* STATED GOAL A:
Reproduce the listing below word for word, everything from the start of the listing down to the line containing "79), (201, 79)]", both ends included. Omit the pictures from your copy.

* TEXT PROVIDED:
# # # #

Compared to Deniker, Ripley advocated a simplified racial view and proposed a single Teutonic race linked to geographic areas where Nordic-like characteristics predominate, and contrasted these areas to the boundaries of two other types, Alpine and Mediterranean, thus reducing the 'caucasoid branch of humanity' to three distinct groups.[18]
By the early 20th century, Ripley's tripartite Nordic/Alpine/Mediterranean model was well established. Most 19th century race-theorists like Arthur de Gobineau, Otto Ammon, Georges Vacher de Lapouge and Houston Stewart Chamberlain preferred to speak of "Aryans," "Teutons," and "Indo-Europeans" instead of "Nordic Race". The British German racialist Houston Stewart Chamberlain considered the Nordic race to be made up of Celtic and Germanic peoples, as well as some Slavs. Chamberlain called those people Celt-Germanic peoples, and his ideas would influence Adolf Hitler's Nazi ideology.

# # # #

* STATED GOAL B:
Answer these questions about the passage on the Nordic race:
(i) Which three types made up Ripley's model?
(ii) Of which peoples did Chamberlain consider the Nordic race to be made up?
(iii) What name did Chamberlain give those people?

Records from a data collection
# # # #

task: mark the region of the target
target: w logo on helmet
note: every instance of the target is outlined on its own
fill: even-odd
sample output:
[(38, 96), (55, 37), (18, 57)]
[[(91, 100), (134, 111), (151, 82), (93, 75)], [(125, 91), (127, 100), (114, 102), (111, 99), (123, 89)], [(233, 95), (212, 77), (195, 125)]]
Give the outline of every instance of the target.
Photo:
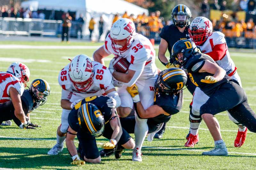
[(133, 29), (132, 26), (132, 23), (131, 22), (129, 22), (124, 29), (130, 33), (131, 33), (133, 31)]

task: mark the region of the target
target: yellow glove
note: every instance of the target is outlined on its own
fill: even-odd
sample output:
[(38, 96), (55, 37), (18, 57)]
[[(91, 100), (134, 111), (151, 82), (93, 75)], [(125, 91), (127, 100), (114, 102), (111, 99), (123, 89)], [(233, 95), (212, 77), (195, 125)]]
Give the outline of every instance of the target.
[(75, 160), (70, 163), (72, 165), (85, 165), (85, 161), (82, 160)]
[(106, 142), (102, 145), (103, 149), (114, 149), (116, 144), (116, 141), (114, 139), (111, 139), (108, 142)]
[(170, 63), (169, 62), (167, 63), (167, 64), (165, 65), (165, 67), (166, 67), (166, 68), (167, 69), (170, 69), (170, 68), (174, 67), (172, 65), (172, 64)]
[(128, 92), (130, 93), (132, 97), (134, 97), (136, 95), (139, 94), (138, 88), (137, 85), (134, 84), (131, 87), (128, 87), (126, 88), (126, 90)]
[(201, 82), (208, 84), (214, 83), (216, 83), (216, 81), (217, 81), (217, 80), (215, 79), (214, 77), (210, 76), (205, 76), (204, 79), (201, 79)]

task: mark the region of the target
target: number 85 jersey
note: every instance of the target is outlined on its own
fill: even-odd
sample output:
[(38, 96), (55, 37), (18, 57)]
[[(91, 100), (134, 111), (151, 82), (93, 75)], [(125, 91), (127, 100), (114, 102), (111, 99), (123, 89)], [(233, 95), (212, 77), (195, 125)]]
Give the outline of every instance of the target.
[(106, 66), (98, 62), (92, 61), (94, 75), (92, 84), (86, 91), (79, 91), (71, 81), (68, 76), (70, 64), (63, 68), (59, 74), (58, 81), (63, 90), (71, 92), (82, 94), (93, 93), (94, 95), (100, 96), (105, 91), (114, 88), (111, 82), (112, 75)]

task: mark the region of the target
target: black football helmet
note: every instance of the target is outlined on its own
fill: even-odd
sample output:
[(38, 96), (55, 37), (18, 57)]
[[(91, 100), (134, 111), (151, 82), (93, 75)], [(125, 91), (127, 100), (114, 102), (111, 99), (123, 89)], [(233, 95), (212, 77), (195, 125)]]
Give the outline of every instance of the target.
[[(198, 52), (196, 46), (190, 40), (182, 40), (177, 41), (172, 49), (171, 58), (174, 61), (173, 65), (176, 67), (180, 68), (187, 61), (188, 57)], [(177, 55), (180, 53), (183, 54), (183, 57), (179, 58)]]
[(191, 12), (188, 8), (185, 5), (178, 5), (172, 11), (172, 19), (174, 25), (180, 28), (187, 26), (190, 24)]
[(36, 102), (42, 106), (45, 103), (50, 95), (50, 86), (46, 81), (38, 78), (31, 83), (29, 90)]
[(102, 135), (105, 127), (104, 118), (97, 106), (86, 103), (79, 108), (77, 113), (78, 123), (85, 132), (95, 137)]
[(165, 70), (159, 74), (155, 84), (155, 88), (167, 93), (173, 93), (186, 87), (187, 78), (185, 72), (179, 68)]

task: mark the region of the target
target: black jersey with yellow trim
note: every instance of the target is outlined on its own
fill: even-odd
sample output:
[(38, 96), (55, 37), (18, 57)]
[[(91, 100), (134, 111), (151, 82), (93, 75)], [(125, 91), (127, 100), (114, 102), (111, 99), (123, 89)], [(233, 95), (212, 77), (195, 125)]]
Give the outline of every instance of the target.
[(107, 122), (112, 115), (111, 108), (108, 107), (107, 100), (109, 98), (108, 96), (94, 96), (87, 97), (79, 102), (71, 110), (68, 115), (68, 120), (69, 126), (76, 132), (80, 130), (80, 127), (77, 117), (78, 110), (80, 106), (86, 103), (91, 103), (95, 105), (100, 110), (105, 120)]
[(206, 95), (210, 96), (218, 89), (220, 85), (230, 80), (232, 78), (227, 75), (225, 75), (222, 80), (214, 83), (207, 84), (201, 82), (201, 80), (204, 79), (206, 76), (212, 76), (214, 75), (208, 72), (198, 72), (204, 66), (206, 60), (216, 63), (209, 56), (199, 53), (188, 58), (187, 61), (183, 66), (188, 72), (188, 77), (193, 84), (200, 88)]

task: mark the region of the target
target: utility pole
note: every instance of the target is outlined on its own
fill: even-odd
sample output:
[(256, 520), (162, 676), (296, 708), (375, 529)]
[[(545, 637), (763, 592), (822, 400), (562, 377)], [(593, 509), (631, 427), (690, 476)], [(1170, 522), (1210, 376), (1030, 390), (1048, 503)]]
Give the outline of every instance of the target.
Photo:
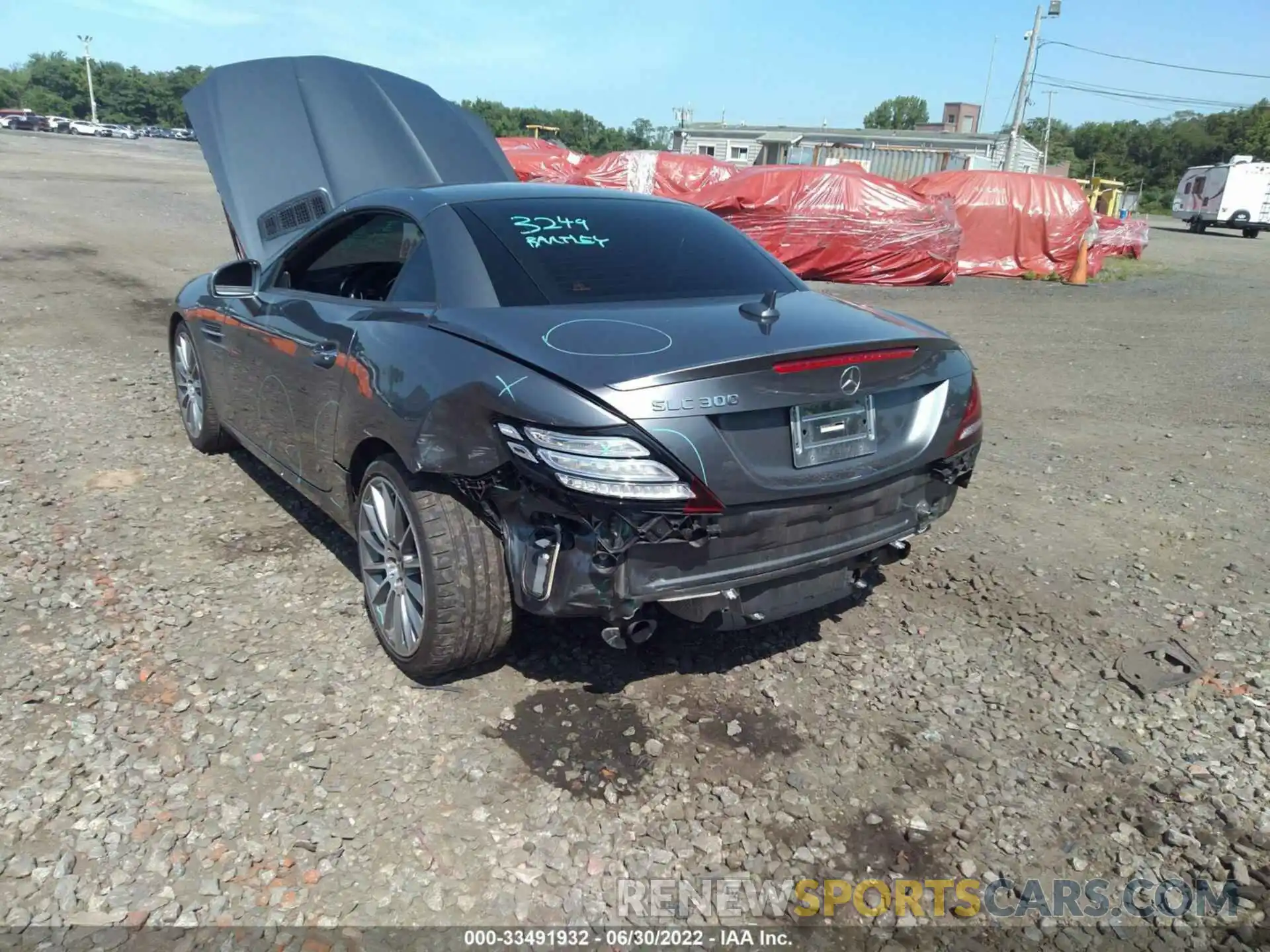
[(1050, 89), (1045, 93), (1049, 96), (1049, 109), (1045, 110), (1045, 152), (1040, 160), (1040, 174), (1045, 174), (1045, 169), (1049, 168), (1049, 127), (1054, 122), (1054, 90)]
[(988, 53), (988, 81), (983, 84), (983, 103), (979, 105), (979, 122), (975, 123), (975, 132), (982, 132), (986, 127), (983, 124), (983, 114), (988, 112), (988, 93), (992, 90), (992, 63), (997, 58), (997, 37), (992, 38), (992, 52)]
[(84, 44), (84, 70), (88, 72), (88, 105), (93, 110), (93, 124), (97, 126), (97, 99), (93, 95), (93, 57), (88, 51), (88, 44), (93, 42), (93, 37), (81, 36), (79, 41)]
[(1036, 19), (1033, 20), (1031, 33), (1027, 34), (1027, 58), (1024, 60), (1024, 74), (1019, 77), (1019, 95), (1015, 102), (1015, 121), (1010, 126), (1010, 142), (1006, 145), (1006, 171), (1011, 171), (1015, 164), (1015, 151), (1019, 145), (1019, 127), (1024, 124), (1024, 109), (1027, 107), (1027, 86), (1031, 80), (1033, 60), (1036, 58), (1038, 39), (1040, 39), (1040, 6), (1036, 8)]

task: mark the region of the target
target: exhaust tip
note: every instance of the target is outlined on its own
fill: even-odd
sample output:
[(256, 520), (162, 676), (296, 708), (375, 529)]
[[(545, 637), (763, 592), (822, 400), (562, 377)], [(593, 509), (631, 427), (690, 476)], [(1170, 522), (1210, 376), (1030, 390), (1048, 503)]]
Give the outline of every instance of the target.
[(655, 631), (657, 622), (652, 618), (640, 618), (638, 622), (631, 622), (630, 627), (626, 630), (626, 637), (630, 638), (632, 645), (643, 645), (653, 637), (653, 632)]

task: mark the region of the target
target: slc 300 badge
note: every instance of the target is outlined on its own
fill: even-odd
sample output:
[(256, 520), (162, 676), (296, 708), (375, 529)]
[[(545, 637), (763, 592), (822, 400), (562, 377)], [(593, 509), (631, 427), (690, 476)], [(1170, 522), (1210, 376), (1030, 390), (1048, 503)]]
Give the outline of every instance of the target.
[(715, 410), (723, 406), (737, 406), (740, 402), (739, 393), (715, 393), (705, 397), (683, 397), (681, 400), (654, 400), (653, 413), (668, 414), (679, 410)]

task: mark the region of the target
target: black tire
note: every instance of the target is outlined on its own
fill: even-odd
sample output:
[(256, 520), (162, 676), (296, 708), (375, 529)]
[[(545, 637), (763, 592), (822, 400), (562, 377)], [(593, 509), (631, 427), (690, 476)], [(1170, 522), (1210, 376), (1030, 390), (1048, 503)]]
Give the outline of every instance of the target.
[[(377, 479), (396, 490), (418, 541), (424, 605), (419, 641), (410, 654), (398, 651), (385, 635), (366, 581), (364, 503)], [(385, 456), (362, 476), (356, 519), (366, 614), (385, 652), (408, 677), (436, 678), (486, 661), (507, 646), (514, 612), (503, 542), (467, 506), (423, 486), (400, 459)]]
[(169, 363), (171, 364), (171, 378), (173, 385), (177, 388), (177, 409), (182, 409), (182, 381), (180, 372), (178, 371), (177, 350), (180, 341), (185, 340), (189, 345), (189, 353), (193, 355), (194, 367), (198, 372), (199, 387), (203, 400), (203, 413), (202, 420), (198, 425), (192, 424), (184, 413), (182, 413), (182, 426), (185, 429), (185, 435), (189, 438), (189, 444), (194, 447), (199, 453), (207, 453), (212, 456), (215, 453), (224, 453), (227, 449), (235, 447), (234, 438), (225, 432), (221, 426), (221, 418), (216, 413), (216, 404), (212, 400), (212, 393), (207, 388), (207, 378), (202, 372), (202, 363), (198, 358), (198, 348), (194, 347), (194, 335), (189, 330), (189, 325), (185, 321), (178, 321), (175, 329), (171, 334), (171, 347), (169, 348)]

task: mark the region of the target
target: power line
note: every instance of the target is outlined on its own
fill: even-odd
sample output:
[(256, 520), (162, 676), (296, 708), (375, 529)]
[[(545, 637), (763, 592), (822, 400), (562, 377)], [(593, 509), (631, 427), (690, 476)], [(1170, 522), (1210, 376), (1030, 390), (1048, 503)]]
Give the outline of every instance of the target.
[(1060, 39), (1044, 39), (1041, 46), (1066, 46), (1068, 50), (1080, 50), (1082, 53), (1093, 53), (1093, 56), (1106, 56), (1111, 60), (1128, 60), (1129, 62), (1142, 62), (1148, 66), (1163, 66), (1168, 70), (1187, 70), (1189, 72), (1210, 72), (1217, 76), (1242, 76), (1243, 79), (1270, 79), (1270, 75), (1264, 75), (1260, 72), (1237, 72), (1232, 70), (1209, 70), (1203, 66), (1182, 66), (1175, 62), (1160, 62), (1158, 60), (1142, 60), (1137, 56), (1124, 56), (1123, 53), (1105, 53), (1101, 50), (1090, 50), (1085, 46), (1077, 46), (1076, 43), (1064, 43)]
[(1201, 105), (1212, 109), (1248, 108), (1247, 103), (1231, 103), (1220, 99), (1200, 99), (1196, 96), (1167, 95), (1165, 93), (1146, 93), (1138, 89), (1121, 89), (1119, 86), (1095, 85), (1092, 83), (1082, 83), (1081, 80), (1069, 80), (1063, 76), (1048, 76), (1045, 74), (1038, 74), (1036, 77), (1055, 89), (1068, 89), (1074, 93), (1092, 93), (1095, 95), (1105, 95), (1116, 99), (1133, 99), (1143, 103), (1175, 103), (1179, 105)]
[[(1048, 86), (1044, 88), (1044, 89), (1048, 89)], [(1062, 89), (1062, 88), (1059, 88), (1059, 89)], [(1100, 96), (1102, 99), (1110, 99), (1110, 100), (1113, 100), (1115, 103), (1123, 103), (1123, 102), (1125, 102), (1124, 96), (1116, 95), (1115, 93), (1095, 93), (1093, 90), (1088, 90), (1088, 89), (1077, 89), (1077, 90), (1072, 90), (1072, 91), (1085, 93), (1086, 95)], [(1156, 105), (1153, 103), (1138, 103), (1138, 105), (1140, 105), (1140, 107), (1143, 107), (1146, 109), (1154, 109), (1156, 112), (1165, 113), (1166, 116), (1170, 114), (1170, 113), (1177, 112), (1176, 107), (1172, 108), (1172, 109), (1166, 109), (1165, 107)]]

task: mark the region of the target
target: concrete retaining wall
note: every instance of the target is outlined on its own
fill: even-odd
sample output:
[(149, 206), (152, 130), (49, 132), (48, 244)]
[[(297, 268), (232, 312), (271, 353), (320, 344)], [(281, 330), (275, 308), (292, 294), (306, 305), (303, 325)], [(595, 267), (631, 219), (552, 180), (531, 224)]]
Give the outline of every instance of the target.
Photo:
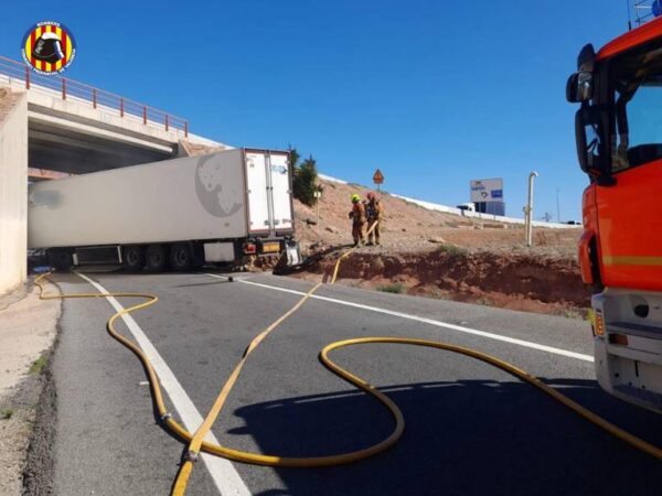
[(0, 294), (26, 278), (28, 98), (0, 88)]

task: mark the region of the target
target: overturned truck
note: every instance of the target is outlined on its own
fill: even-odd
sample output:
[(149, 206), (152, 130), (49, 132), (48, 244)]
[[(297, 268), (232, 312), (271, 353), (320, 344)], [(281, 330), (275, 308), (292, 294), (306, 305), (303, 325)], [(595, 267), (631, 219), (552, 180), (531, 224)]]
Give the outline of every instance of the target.
[(234, 149), (30, 185), (28, 246), (65, 270), (299, 262), (289, 155)]

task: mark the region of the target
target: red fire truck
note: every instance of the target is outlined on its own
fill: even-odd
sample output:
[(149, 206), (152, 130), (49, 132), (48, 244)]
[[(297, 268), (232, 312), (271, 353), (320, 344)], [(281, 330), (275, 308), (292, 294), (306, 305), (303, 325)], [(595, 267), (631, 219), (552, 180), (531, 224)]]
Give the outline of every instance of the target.
[(662, 412), (662, 18), (598, 52), (586, 45), (566, 94), (580, 104), (577, 155), (590, 181), (579, 262), (595, 288), (598, 381)]

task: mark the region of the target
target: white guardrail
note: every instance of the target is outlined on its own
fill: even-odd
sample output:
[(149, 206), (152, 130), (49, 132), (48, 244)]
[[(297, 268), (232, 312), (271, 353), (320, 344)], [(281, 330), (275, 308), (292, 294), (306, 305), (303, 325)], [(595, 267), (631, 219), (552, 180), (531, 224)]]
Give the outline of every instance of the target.
[[(332, 183), (349, 184), (346, 181), (331, 177), (329, 175), (318, 174), (318, 176), (321, 180), (330, 181)], [(439, 205), (437, 203), (431, 203), (431, 202), (424, 202), (423, 200), (409, 198), (408, 196), (396, 195), (394, 193), (386, 193), (386, 194), (388, 194), (395, 198), (404, 200), (405, 202), (414, 203), (418, 206), (421, 206), (423, 208), (427, 208), (428, 211), (444, 212), (445, 214), (453, 214), (453, 215), (458, 215), (460, 217), (480, 218), (482, 220), (493, 220), (493, 222), (504, 223), (504, 224), (519, 224), (522, 226), (524, 225), (523, 218), (502, 217), (499, 215), (481, 214), (480, 212), (462, 211), (460, 208), (450, 207), (450, 206), (446, 206), (446, 205)], [(559, 223), (546, 223), (543, 220), (534, 220), (533, 226), (534, 227), (547, 227), (551, 229), (573, 229), (573, 228), (581, 227), (580, 225), (577, 225), (577, 224), (570, 225), (570, 224), (559, 224)]]

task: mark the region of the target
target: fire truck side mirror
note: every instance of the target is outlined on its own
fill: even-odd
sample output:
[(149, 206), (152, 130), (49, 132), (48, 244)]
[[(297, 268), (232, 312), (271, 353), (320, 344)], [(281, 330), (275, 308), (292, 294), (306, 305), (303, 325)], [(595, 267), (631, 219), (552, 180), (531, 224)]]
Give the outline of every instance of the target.
[(566, 99), (570, 104), (588, 101), (592, 98), (592, 73), (580, 71), (568, 77)]
[(592, 177), (602, 175), (602, 133), (600, 112), (595, 107), (583, 105), (575, 115), (575, 140), (577, 159), (584, 172)]

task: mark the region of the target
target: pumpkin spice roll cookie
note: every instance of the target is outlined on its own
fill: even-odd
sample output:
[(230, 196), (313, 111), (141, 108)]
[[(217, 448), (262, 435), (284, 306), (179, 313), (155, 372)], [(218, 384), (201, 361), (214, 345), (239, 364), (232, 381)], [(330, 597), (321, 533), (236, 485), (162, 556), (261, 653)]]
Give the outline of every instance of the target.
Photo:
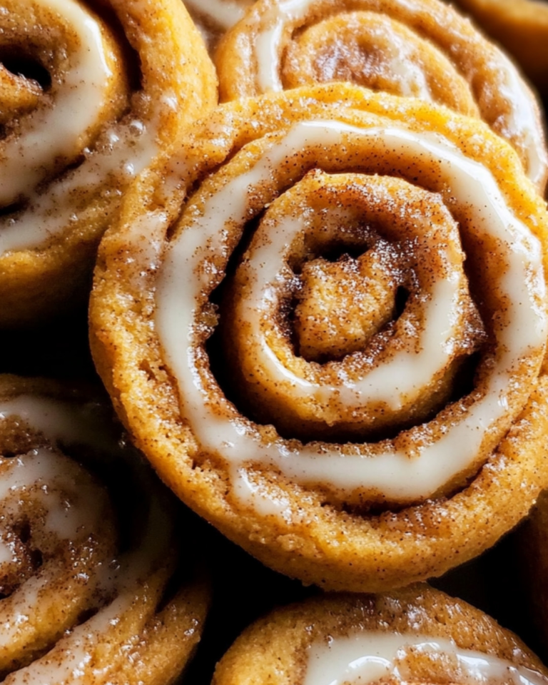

# # # #

* FINAL ANSWER A:
task: mark the region of the target
target: w logo on helmet
note: every instance of the target is outlined on its own
fill: even-odd
sample output:
[(38, 96), (55, 37), (18, 57)]
[[(91, 100), (134, 111), (151, 82), (93, 75)], [(125, 91), (127, 100), (114, 102), (111, 99), (123, 89)], [(233, 95), (212, 77), (195, 125)]]
Give the outline of every instance of the target.
Photo:
[(133, 29), (132, 26), (132, 23), (131, 22), (129, 22), (124, 29), (130, 33), (131, 33), (133, 31)]

task: mark the region of the target
target: yellow glove
note: every instance of the target is outlined on its own
fill: even-odd
sample output:
[(38, 96), (55, 37), (18, 57)]
[[(91, 100), (134, 111), (151, 82), (93, 75)], [(125, 91), (127, 100), (114, 102), (111, 99), (123, 89)], [(233, 95), (212, 77), (195, 125)]]
Give the outline of every instance of the target.
[(75, 160), (70, 163), (72, 165), (85, 165), (85, 161), (82, 160)]
[(106, 142), (102, 145), (103, 149), (114, 149), (116, 144), (116, 141), (114, 139), (111, 139), (108, 142)]
[(170, 63), (169, 62), (167, 63), (167, 64), (165, 65), (165, 67), (166, 67), (166, 68), (167, 69), (170, 69), (170, 68), (174, 67), (172, 65), (172, 64)]
[(128, 92), (130, 93), (132, 97), (134, 97), (136, 95), (139, 94), (138, 88), (137, 85), (134, 84), (131, 87), (128, 87), (126, 88), (126, 90)]
[(201, 82), (208, 84), (214, 83), (216, 83), (216, 81), (217, 81), (217, 80), (215, 79), (214, 77), (210, 76), (205, 76), (204, 79), (201, 79)]

* FINAL ANSWER B:
(i) Nordic, Alpine, and Mediterranean.
(ii) Celtic and Germanic peoples, as well as some Slavs.
(iii) Celt-Germanic peoples.